--- What to work on ---
Please quote the material exactly, every line of it.

--- Data records ---
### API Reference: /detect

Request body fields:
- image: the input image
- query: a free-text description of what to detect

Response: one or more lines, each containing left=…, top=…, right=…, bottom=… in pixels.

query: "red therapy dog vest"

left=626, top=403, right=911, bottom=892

--- Solution to the exercise ---
### API Reference: /detect

Request body fields:
- image: the input image
- query: a free-text description of what to detect

Response: one or more lines, each containing left=…, top=…, right=…, bottom=… in pixels.

query: "red therapy dog vest"

left=626, top=403, right=911, bottom=892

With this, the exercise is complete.